[Work to do]
Print every line of the listing below without changing anything.

Saved data entries

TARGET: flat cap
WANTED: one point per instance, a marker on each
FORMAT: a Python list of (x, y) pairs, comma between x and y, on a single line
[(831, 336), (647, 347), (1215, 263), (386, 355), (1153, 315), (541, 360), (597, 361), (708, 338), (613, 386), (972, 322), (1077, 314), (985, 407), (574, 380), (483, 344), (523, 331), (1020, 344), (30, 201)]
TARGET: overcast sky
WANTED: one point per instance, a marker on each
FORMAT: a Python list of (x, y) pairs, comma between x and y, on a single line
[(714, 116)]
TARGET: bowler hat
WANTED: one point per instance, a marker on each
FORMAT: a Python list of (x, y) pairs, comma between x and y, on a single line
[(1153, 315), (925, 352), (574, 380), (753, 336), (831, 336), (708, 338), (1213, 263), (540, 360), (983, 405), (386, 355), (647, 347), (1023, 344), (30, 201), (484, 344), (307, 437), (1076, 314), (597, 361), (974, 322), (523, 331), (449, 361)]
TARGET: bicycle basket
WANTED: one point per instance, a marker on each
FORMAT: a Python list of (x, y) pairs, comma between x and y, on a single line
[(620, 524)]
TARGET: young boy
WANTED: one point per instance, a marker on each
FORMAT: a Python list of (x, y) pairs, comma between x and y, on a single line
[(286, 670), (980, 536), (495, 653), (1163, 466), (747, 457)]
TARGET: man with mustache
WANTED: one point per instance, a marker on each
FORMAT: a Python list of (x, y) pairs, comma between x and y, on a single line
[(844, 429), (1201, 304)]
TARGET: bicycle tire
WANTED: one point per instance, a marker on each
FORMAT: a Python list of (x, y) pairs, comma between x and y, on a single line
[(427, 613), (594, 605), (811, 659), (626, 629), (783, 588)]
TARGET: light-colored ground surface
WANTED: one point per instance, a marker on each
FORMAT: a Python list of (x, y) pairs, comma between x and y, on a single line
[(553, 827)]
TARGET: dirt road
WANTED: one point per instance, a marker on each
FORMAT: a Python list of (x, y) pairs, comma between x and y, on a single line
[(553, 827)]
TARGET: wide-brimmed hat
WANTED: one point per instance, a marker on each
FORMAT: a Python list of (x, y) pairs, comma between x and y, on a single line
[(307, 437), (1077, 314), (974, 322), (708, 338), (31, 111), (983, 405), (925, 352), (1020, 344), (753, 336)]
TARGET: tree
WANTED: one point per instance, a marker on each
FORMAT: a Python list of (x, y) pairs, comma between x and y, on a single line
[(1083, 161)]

[Answer below]
TARGET: flat cap
WANTED: one point per instance, a marker on each
FORMAT: a Python list of (x, y) pairs, comma between x and y, on a single line
[(831, 336), (647, 347), (1215, 263), (386, 355), (1153, 315), (541, 360), (597, 361), (708, 338), (613, 386), (972, 322), (1077, 314), (985, 407), (574, 380), (483, 344), (523, 331), (1020, 344), (30, 201)]
TARGET: overcast sky
WANTED: one point per instance, a marker on each
FORMAT: a Python list of (x, y) pairs, comma between x and y, on a single line
[(714, 116)]
TARGET: bowler hat
WANTED: one point per instance, a marker on each
FORMAT: a Python list of (x, y) pairs, comma between x and y, on a single line
[(1153, 315), (925, 352), (574, 380), (753, 336), (831, 336), (708, 338), (1213, 263), (540, 360), (983, 405), (386, 355), (647, 347), (1023, 344), (30, 201), (484, 344), (307, 437), (1076, 314), (597, 361), (974, 322), (523, 331), (449, 361)]
TARGET: bicycle basket
WANTED: one point per instance, a marker on each
FORMAT: a Python list of (x, y) pairs, comma between x and y, on a single line
[(620, 524)]
TARGET: young boy
WANTED: one point per instance, a marker on each
FORMAT: a Python list of (x, y) pairs, comma between x and y, on a single line
[(286, 670), (980, 536), (495, 653), (1163, 466), (747, 457)]
TARGET: man with mustache
WANTED: one point per instance, a marker on each
FORMAT: a Python list of (x, y) pairs, comma between x and y, on a single line
[(844, 429), (1201, 304)]
TARGET: bicycle tire
WANTED: one point per instance, a marker on each
FORMAT: a Python list of (x, y) pairs, comma between x and y, on a single line
[(427, 613), (594, 605), (811, 659), (626, 629), (783, 588)]
TARGET: light-colored ground surface
WANTED: one point per instance, a marker on each
FORMAT: a Python list of (x, y) pairs, comma between x and y, on a single line
[(553, 827)]
TARGET: dirt road
WANTED: one point per instance, a marker on each
FORMAT: a Python list of (x, y) pairs, comma between x and y, on a single line
[(553, 827)]
TARGET: wide-brimmed hat
WANTED: one point per instance, a marker on each
FORMAT: a Python list of (x, y) pairs, comma between x and y, on a single line
[(307, 437), (1077, 314), (974, 322), (708, 338), (31, 111), (983, 405), (925, 352), (1020, 344), (753, 336)]
TARGET: tree
WANTED: one point per instance, a marker on each
FORMAT: a Python list of (x, y) pairs, comma between x and y, on a single line
[(1083, 161)]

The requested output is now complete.